Oh my, I almost forgot how to log in to this blog :) Let’s see if this old thing still worked.
To be honest, I’ve had no inspiration whatsoever to write anything for a long time now. What should I write about? Constantly writing about yourself is not that fun at all, especially when not much new stuff is going down. I’ve been climbing comps for over ten years, and now, and big surprise: I’m still in the game! Good old university is still asking for some hours learning how rocks form deep down below surface and then beg to be climbed. My life, except for a slight quarter life crisis that is of no interest to the world wide web, is kind of what it used to be.
Then one fine day I was surfing around, trying to regain a bit of motivation to train for the last comps – that keep on coming in spite of a feeling that my season ’12 has already ended – and was quite surprised what the climbing websites had to offer. Of course a lot of it was about numbers – and superlatives as always – which logically involves the great Wizard (mr Ondra that is), and then the casual people screaming around in loud electronical voices, to let everybody know their opinions, often based on very thick air.

EXERCISE SET
(a) Rewrite the climbing blog post starting with "Oh my, I almost" and going on through "used to be.", putting "college" in place of "university".
(b) In the climbing blog post, for how long has the writer been climbing comps?
(c) Carry the climbing blog post on from its last sentence.
The listing has no connection to the climbing blog post.

EXTRACTED MATERIAL

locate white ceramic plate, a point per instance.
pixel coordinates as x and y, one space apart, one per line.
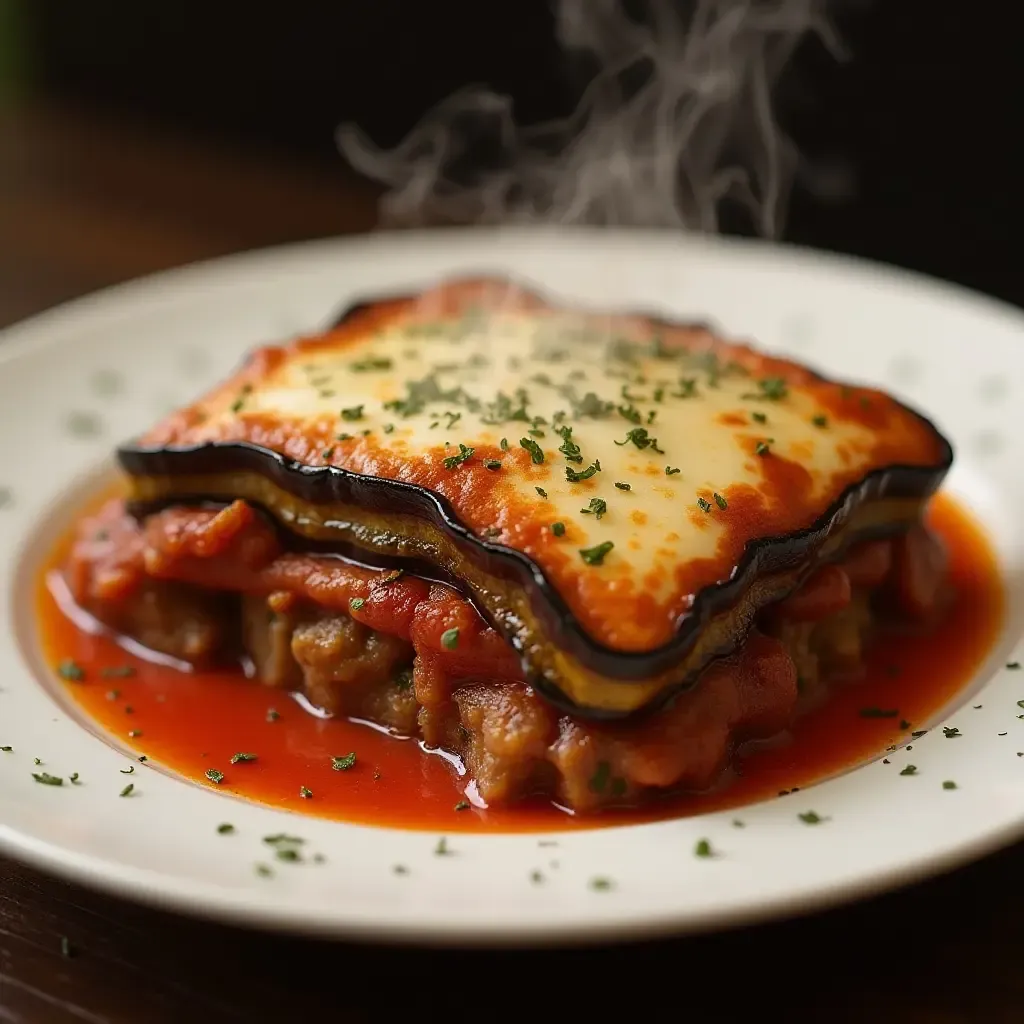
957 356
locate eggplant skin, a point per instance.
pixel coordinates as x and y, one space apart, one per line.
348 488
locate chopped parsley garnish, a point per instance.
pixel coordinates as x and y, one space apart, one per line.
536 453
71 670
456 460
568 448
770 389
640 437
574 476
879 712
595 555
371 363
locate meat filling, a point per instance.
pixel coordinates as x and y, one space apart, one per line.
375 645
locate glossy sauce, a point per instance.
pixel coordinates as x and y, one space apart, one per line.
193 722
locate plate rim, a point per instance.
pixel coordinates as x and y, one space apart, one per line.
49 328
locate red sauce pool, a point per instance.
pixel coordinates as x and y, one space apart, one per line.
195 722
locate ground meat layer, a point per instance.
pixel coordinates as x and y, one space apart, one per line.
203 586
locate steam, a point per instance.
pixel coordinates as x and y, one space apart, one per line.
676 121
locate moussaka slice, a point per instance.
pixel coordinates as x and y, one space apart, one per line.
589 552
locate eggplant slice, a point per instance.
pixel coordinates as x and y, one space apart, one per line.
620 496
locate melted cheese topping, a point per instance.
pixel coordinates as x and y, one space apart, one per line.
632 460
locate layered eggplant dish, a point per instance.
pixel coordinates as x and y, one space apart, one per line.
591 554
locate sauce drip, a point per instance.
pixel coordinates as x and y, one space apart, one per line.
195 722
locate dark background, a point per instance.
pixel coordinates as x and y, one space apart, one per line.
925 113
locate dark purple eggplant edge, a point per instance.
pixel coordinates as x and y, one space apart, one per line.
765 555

ANSWERS TO EACH TASK
(a)
Oh my, I almost forgot how to log in to this blog :) Let’s see if this old thing still worked.
To be honest, I’ve had no inspiration whatsoever to write anything for a long time now. What should I write about? Constantly writing about yourself is not that fun at all, especially when not much new stuff is going down. I’ve been climbing comps for over ten years, and now, and big surprise: I’m still in the game! Good old college is still asking for some hours learning how rocks form deep down below surface and then beg to be climbed. My life, except for a slight quarter life crisis that is of no interest to the world wide web, is kind of what it used to be.

(b) For over ten years.

(c)
So, training motivation had te be found elsewhere (on a snowy mountain, where else), but it got me in a mood to put in my tuppence worth to several themes swirling around the planet in bits and bytes, maybe more terabytes thesedays…Since very few actually made it across the upper text and were even willing to click the little link continue reading, I hope I don’t do nobody wrong – to be read in strong American accent.
In his usual trips of true carnage the Wizard has been setting the upper limits of modern sportsclimbing, alike a mission to take down all the hard routes the planet has to offer. Lately he visited the Red River Gorge (RRG), where he was not the only one pulling hard on its majestical sandstone crimpers. A fine selection of top climbers showed their skills on the local testpieces, which put a coin in the machine that sets the climbing internet rolling. Beside lots of merited praise the usual polemics on (down)grading started, and within no-time the RRG seemed to loose most of its charm. What suprised me, is that most talk is about how hard the high-end routes in this area really are, instead of pointing out their sheer beauty as well. I have seldom climbed routes as nice as these, which weighs ten times more than the question if we’re handling with a 14c or d. These climbers didn’t come to the Reds as an army to destroy soft grades, they went there and climbed those routes because other people told them: Go do it, these routes are first class!
Now don’t get me wrong, of course the question comes up about what grade a route deserves, like it did to me, after I climbed in the Reds, but to get lost at this point will put the rest in shade.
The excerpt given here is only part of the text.